Exercise brief →
Each entry here needs to be given again exactly.

Given data →

==================================================

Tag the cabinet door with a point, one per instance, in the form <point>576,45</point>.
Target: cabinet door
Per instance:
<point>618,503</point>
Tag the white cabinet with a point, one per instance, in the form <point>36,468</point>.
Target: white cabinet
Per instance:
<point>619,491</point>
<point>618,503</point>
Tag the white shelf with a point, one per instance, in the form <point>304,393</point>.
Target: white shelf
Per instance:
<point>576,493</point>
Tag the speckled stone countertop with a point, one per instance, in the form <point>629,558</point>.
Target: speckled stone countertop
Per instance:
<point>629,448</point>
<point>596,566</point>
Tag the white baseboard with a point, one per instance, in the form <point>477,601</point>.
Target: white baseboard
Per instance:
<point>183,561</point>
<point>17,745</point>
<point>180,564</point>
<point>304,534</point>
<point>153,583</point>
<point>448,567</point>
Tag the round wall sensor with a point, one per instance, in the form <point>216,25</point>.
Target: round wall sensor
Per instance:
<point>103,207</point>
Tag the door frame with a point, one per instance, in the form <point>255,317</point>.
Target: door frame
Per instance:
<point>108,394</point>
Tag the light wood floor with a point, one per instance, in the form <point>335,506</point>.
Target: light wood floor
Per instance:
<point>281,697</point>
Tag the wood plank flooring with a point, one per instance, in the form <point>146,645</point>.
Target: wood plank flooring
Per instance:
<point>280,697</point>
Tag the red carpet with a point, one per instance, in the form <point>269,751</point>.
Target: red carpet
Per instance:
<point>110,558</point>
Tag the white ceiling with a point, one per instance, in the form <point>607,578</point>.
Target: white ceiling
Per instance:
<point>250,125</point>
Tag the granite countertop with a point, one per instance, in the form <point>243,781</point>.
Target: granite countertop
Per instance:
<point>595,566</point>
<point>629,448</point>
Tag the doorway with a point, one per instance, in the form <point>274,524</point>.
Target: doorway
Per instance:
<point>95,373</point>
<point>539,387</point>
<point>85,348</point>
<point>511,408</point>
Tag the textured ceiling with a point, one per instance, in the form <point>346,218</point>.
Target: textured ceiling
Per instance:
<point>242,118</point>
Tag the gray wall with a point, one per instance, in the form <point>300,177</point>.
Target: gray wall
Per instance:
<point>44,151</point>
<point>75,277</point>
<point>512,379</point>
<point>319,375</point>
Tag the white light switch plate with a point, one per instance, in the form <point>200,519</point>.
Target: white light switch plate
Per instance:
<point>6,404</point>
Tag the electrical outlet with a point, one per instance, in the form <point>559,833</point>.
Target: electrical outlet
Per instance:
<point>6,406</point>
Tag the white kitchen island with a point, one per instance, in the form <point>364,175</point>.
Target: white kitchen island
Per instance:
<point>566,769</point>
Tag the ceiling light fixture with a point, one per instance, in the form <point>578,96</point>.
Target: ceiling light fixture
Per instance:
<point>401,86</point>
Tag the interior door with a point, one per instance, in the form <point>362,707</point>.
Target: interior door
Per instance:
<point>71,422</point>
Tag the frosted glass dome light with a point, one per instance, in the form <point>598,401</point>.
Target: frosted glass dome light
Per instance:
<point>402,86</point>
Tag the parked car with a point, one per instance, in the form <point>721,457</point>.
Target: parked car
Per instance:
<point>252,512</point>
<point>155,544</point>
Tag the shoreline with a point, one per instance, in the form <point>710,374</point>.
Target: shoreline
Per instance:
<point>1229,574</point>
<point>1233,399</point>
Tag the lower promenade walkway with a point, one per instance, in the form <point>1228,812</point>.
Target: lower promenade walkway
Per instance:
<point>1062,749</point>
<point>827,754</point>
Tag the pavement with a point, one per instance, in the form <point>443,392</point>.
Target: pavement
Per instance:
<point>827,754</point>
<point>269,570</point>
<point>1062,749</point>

==================================================

Output →
Tag the cabinet door with a point, one per instance, in the form <point>576,45</point>.
Target: cabinet door
Per instance:
<point>618,503</point>
Tag the white cabinet with a point, one per instance, in the form <point>36,468</point>.
Target: white cabinet
Per instance:
<point>619,491</point>
<point>618,503</point>
Tag the white shelf with a point, one per instance, in the form <point>304,393</point>.
Target: white shelf
Per instance:
<point>576,493</point>
Tag the speckled stone countertop with a point, one per instance, in the form <point>629,558</point>.
Target: speckled stone countertop
Per instance:
<point>629,448</point>
<point>596,566</point>
Tag the white baseboard with a point, one per instance, in the form <point>477,601</point>.
Target: white baseboard
Per instance:
<point>183,561</point>
<point>17,745</point>
<point>180,564</point>
<point>304,534</point>
<point>153,583</point>
<point>448,567</point>
Tag the round wall sensor with a point, one per instance, in the form <point>216,25</point>.
Target: round wall sensor
Per instance:
<point>103,207</point>
Tag the door frame with a point, one per instance, in the form <point>255,317</point>.
Target: door frame
Per instance:
<point>108,394</point>
Tag the light wood floor with a point, one per instance, in the form <point>335,506</point>.
Target: light wood floor
Per instance:
<point>281,697</point>
Tag the wood plank flooring with a point, one per instance, in the form <point>146,645</point>.
Target: wood plank flooring
Per instance:
<point>280,697</point>
Tag the red carpet with a point, one per instance, in the form <point>269,751</point>.
Target: red carpet
Per instance:
<point>110,558</point>
Tag the white ceiling with a point, one per instance, in the form <point>607,578</point>.
Target: white ceiling
Per instance:
<point>250,125</point>
Tag the granite countertop with a point, one per instance, in the form <point>243,781</point>.
Target: granite countertop
Per instance:
<point>595,566</point>
<point>629,448</point>
Tag the doorway with a point, one per instance, in the form <point>274,524</point>.
Target: doorway
Per instance:
<point>95,373</point>
<point>539,387</point>
<point>85,348</point>
<point>511,408</point>
Tag the textured ceiling with a point, one per instance, in the form <point>346,218</point>.
Target: textured ceiling
Per instance:
<point>242,118</point>
Tag the gray wall with a point, one per instance, in the form <point>300,177</point>.
Target: gray wall
Per instance:
<point>44,151</point>
<point>75,277</point>
<point>512,379</point>
<point>319,375</point>
Tag the white light switch plate with a point, one per instance, in the form <point>200,519</point>.
Target: white light switch plate
Per instance:
<point>6,404</point>
Tag the electrical outlet with a point, one per instance, in the form <point>559,833</point>.
Target: electrical outlet
Per instance:
<point>6,406</point>
Tag the white kitchen island with a point, one per instance, in the form <point>364,175</point>.
Target: white kitchen island
Per instance:
<point>566,769</point>
Tag the ceiling light fixture with a point, one per instance, in the form <point>578,96</point>.
Target: ceiling light fixture
Per instance:
<point>401,86</point>
Tag the interior door with a point, one per instance, in the form <point>362,707</point>.
Target: interior door
Per instance:
<point>71,422</point>
Tag the frosted glass dome light with a point, one per instance, in the form <point>598,401</point>.
Target: frosted glass dome light
Per instance:
<point>402,86</point>
Tag the parked car with a point, one per instance, in the form <point>721,457</point>.
Target: parked car
Per instance:
<point>252,512</point>
<point>155,544</point>
Tag the shoreline with a point, one per instance, in the form <point>710,374</point>.
Target: shoreline
Per instance:
<point>1229,574</point>
<point>1233,399</point>
Tag the lower promenade walkway with a point, one per instance, in the form <point>1228,812</point>.
Target: lower promenade walkway
Per instance:
<point>1062,749</point>
<point>827,754</point>
Tag the pavement with a point, one per instance, in the form <point>443,392</point>.
Target: pavement
Per instance:
<point>827,754</point>
<point>269,570</point>
<point>1062,749</point>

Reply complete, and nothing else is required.